<<<<

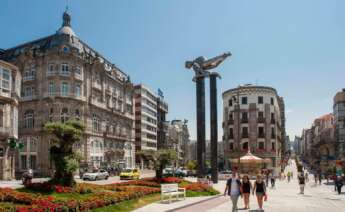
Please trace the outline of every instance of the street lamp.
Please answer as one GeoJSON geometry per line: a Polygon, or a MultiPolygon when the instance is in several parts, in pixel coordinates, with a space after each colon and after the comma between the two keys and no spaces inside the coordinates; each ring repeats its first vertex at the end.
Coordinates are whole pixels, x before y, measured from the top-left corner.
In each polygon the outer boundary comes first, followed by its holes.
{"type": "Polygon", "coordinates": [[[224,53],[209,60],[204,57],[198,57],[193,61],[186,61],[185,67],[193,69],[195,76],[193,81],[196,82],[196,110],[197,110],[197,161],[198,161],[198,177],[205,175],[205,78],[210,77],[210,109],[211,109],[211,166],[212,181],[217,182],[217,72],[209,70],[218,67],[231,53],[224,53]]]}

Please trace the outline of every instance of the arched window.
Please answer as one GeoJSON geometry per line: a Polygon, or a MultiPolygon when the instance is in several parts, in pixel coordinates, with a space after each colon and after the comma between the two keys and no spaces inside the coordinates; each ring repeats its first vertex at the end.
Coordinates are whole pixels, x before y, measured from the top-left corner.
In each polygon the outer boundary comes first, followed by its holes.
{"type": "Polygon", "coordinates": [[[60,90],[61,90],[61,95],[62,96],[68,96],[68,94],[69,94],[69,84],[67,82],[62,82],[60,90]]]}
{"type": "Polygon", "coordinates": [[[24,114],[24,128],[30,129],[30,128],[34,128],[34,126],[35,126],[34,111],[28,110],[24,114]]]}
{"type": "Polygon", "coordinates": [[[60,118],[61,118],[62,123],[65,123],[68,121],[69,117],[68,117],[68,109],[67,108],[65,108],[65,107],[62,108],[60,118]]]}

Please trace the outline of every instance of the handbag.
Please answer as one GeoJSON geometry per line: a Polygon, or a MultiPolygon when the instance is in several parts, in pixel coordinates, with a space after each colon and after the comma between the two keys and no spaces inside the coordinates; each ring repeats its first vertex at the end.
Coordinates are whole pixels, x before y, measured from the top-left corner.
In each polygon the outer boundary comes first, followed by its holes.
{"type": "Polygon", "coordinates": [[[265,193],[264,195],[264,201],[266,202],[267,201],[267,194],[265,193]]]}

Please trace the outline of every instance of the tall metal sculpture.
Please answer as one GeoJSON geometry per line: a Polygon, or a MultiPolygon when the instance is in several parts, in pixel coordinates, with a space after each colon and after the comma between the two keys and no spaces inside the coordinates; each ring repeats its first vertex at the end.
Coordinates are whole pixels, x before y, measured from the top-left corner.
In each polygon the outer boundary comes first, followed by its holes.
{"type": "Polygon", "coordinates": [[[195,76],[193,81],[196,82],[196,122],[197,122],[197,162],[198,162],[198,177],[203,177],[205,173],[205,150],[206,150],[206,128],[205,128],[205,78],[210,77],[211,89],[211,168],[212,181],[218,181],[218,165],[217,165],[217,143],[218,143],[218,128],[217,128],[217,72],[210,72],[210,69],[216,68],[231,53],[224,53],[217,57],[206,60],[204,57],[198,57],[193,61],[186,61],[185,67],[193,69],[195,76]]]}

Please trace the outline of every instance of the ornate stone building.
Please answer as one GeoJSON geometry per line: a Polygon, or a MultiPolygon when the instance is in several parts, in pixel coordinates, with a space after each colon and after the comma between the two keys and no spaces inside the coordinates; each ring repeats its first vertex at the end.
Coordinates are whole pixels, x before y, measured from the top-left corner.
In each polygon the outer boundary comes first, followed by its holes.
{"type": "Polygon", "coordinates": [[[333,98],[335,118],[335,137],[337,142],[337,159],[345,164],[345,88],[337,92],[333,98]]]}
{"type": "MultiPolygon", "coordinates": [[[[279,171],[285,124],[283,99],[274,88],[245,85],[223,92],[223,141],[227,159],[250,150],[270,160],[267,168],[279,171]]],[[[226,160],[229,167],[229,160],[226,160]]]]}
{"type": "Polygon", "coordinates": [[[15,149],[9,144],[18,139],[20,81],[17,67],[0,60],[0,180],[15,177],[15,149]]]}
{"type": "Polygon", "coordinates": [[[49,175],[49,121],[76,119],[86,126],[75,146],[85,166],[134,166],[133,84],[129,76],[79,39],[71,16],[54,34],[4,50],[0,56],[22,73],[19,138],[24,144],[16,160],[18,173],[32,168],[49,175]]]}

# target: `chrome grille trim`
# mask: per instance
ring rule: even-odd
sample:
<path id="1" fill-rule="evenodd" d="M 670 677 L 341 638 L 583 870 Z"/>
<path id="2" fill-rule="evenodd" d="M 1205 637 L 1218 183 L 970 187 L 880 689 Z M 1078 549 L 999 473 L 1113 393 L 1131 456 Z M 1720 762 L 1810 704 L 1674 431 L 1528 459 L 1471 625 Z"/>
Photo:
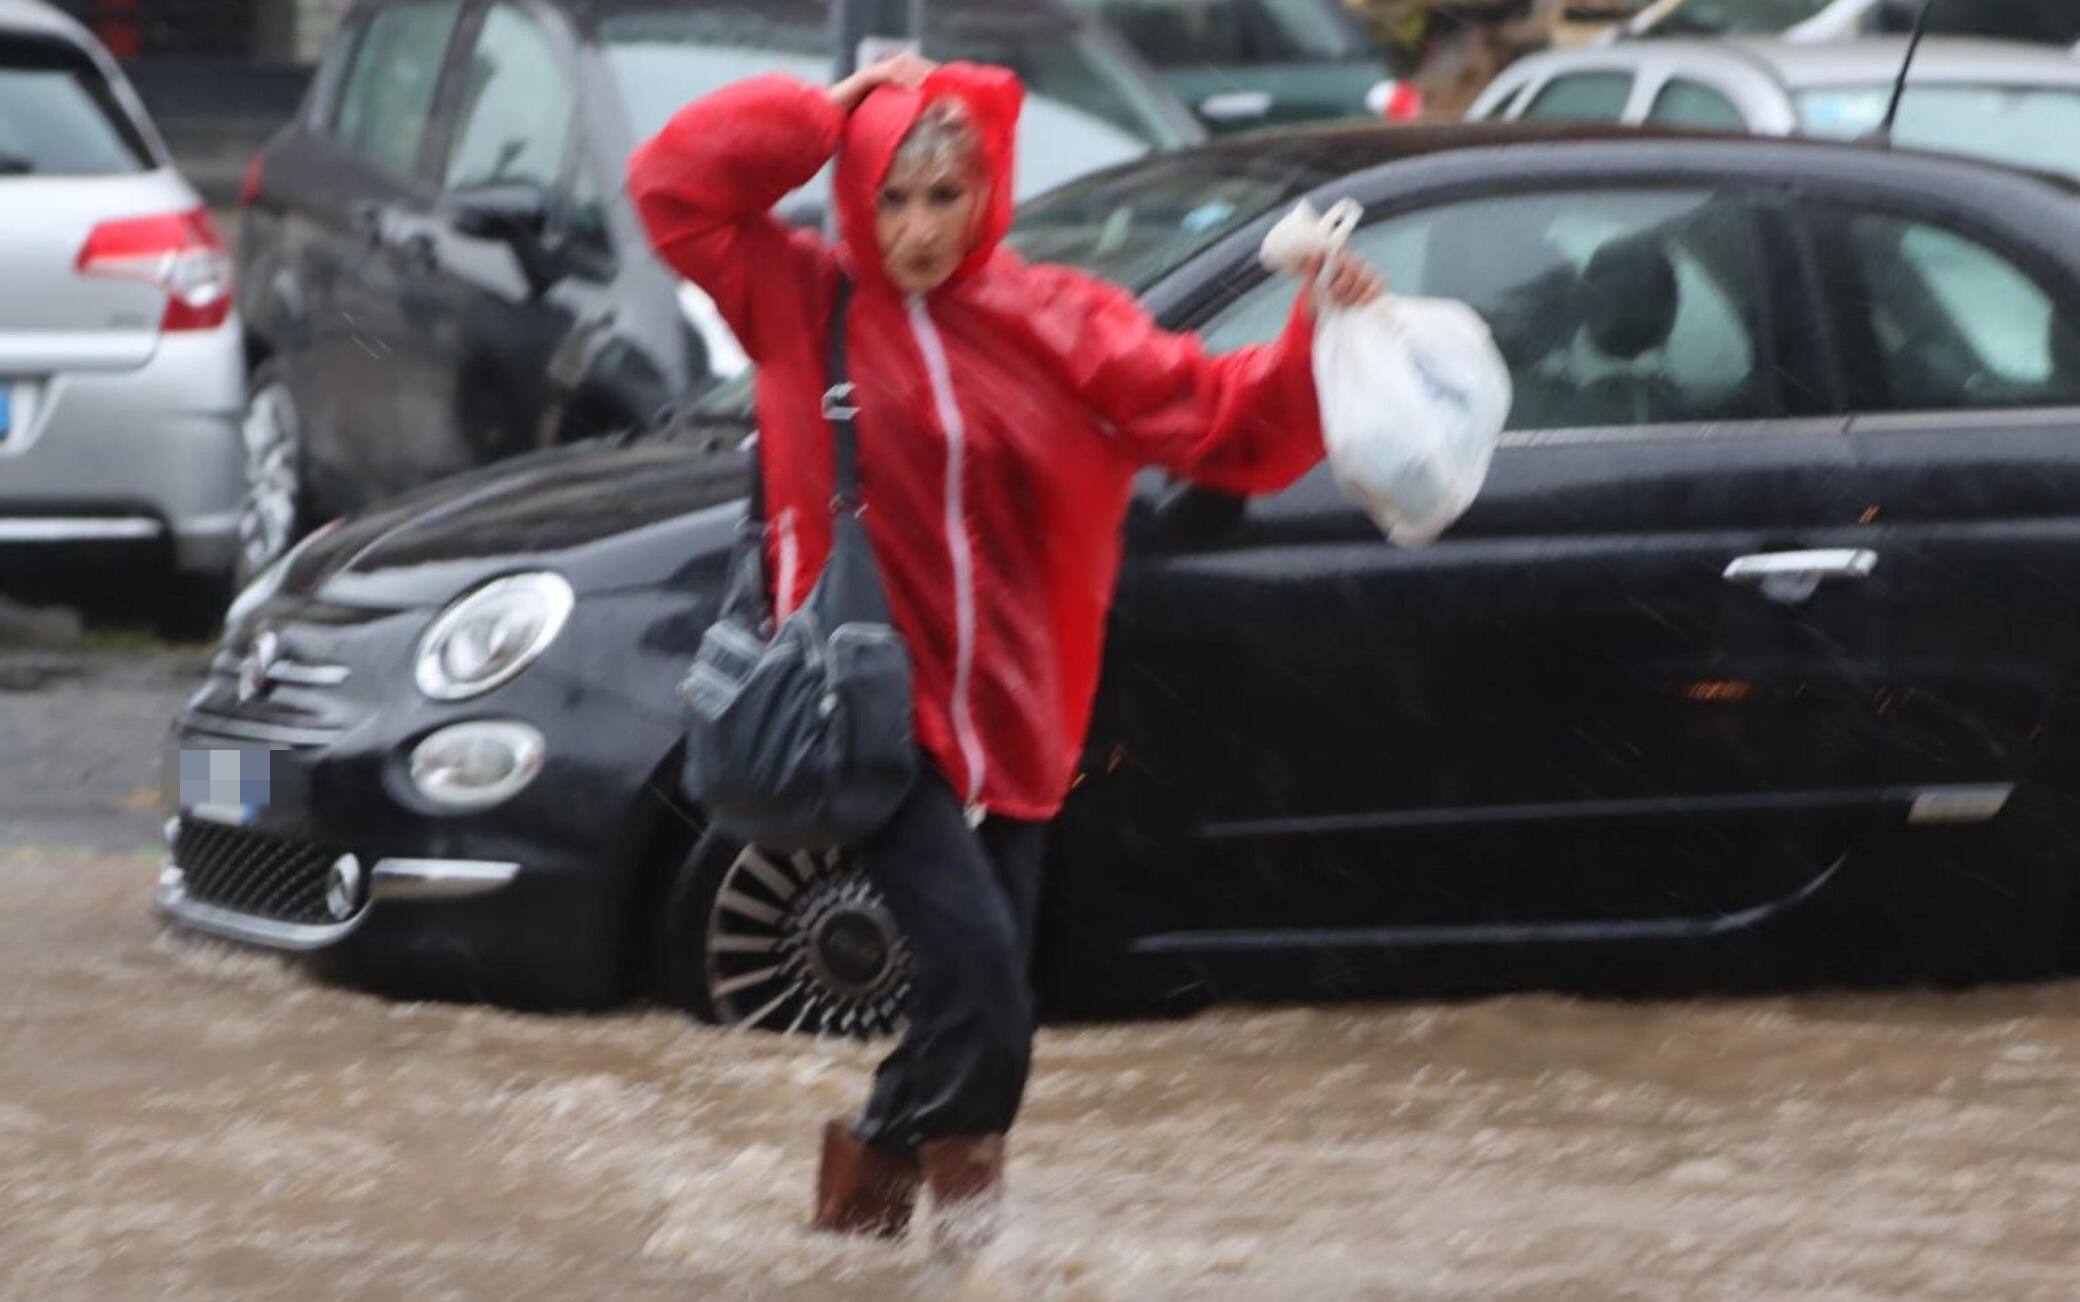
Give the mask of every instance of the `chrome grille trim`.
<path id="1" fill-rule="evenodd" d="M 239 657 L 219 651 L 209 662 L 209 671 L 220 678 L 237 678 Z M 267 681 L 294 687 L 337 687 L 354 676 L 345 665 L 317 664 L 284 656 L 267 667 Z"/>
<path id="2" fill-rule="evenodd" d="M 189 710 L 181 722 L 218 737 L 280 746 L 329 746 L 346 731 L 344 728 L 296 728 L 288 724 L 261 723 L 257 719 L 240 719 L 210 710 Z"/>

>>>>
<<<<

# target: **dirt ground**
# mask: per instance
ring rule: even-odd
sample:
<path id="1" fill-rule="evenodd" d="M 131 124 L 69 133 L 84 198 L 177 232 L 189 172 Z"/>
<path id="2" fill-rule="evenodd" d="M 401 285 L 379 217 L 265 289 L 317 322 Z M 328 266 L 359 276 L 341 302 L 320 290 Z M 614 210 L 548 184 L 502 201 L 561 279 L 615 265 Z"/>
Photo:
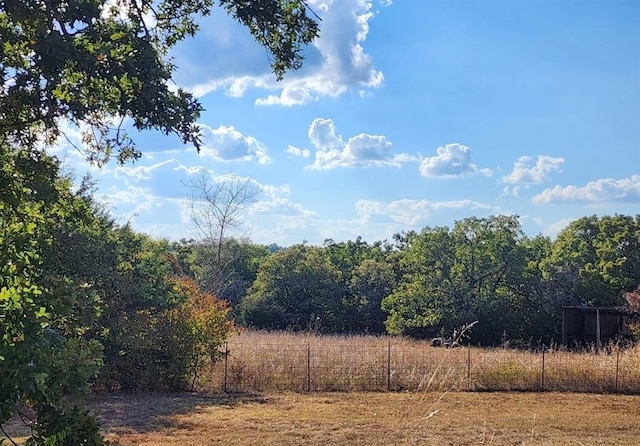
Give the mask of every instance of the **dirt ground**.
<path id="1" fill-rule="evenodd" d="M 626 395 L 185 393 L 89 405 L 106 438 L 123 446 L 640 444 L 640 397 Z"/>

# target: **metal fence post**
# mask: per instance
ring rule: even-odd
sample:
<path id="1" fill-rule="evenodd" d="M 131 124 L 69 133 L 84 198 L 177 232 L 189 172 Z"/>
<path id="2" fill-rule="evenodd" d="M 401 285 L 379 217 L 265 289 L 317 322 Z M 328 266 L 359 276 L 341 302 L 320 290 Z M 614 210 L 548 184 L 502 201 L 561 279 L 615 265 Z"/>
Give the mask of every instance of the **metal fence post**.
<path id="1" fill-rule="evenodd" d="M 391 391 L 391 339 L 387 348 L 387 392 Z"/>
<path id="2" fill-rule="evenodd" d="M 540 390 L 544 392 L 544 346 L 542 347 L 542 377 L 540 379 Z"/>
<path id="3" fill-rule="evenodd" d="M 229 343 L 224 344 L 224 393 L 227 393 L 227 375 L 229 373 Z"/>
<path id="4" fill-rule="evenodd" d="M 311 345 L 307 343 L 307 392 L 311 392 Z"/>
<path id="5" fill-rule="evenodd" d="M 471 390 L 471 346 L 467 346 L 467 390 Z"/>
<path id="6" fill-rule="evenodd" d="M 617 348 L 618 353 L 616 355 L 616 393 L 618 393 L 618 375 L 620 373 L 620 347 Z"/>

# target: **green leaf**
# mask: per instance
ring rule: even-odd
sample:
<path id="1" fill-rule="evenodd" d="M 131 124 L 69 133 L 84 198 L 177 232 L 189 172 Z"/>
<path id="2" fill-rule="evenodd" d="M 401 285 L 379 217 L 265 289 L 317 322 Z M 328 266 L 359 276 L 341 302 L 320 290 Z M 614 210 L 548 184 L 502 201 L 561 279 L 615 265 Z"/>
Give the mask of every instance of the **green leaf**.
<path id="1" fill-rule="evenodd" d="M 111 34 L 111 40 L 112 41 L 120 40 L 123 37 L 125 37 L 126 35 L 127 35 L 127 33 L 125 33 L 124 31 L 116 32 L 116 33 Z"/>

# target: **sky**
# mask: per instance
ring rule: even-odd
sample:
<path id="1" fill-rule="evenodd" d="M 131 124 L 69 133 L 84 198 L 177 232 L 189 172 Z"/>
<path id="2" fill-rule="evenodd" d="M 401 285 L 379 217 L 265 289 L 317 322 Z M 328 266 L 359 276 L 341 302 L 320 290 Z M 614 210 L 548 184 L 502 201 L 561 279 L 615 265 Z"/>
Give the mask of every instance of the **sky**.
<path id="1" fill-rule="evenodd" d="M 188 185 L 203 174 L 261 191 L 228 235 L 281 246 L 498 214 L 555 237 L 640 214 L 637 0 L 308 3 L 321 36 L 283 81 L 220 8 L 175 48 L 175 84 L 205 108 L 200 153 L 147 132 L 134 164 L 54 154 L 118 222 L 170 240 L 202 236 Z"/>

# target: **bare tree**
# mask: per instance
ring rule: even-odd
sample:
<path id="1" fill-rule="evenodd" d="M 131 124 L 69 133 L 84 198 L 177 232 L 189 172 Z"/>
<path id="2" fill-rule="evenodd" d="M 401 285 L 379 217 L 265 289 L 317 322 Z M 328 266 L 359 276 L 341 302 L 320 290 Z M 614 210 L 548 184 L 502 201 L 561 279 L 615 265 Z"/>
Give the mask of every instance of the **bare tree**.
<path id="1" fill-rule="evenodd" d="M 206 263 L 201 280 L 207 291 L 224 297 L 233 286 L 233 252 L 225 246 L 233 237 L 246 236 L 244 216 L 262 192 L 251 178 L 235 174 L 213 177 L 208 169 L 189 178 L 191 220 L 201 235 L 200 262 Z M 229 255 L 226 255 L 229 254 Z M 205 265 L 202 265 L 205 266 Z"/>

>>>>

§ Work instruction
Report each line in the preceding entries that holds the string "trace".

§ Result of the exercise
Please trace the outline of every instance of the street lamp.
Please trace the outline of every instance of the arched window.
Please trace the outline of every instance of the handbag.
Please trace the outline of every instance of the tall metal sculpture.
Please trace the outline of every instance of the ornate stone building.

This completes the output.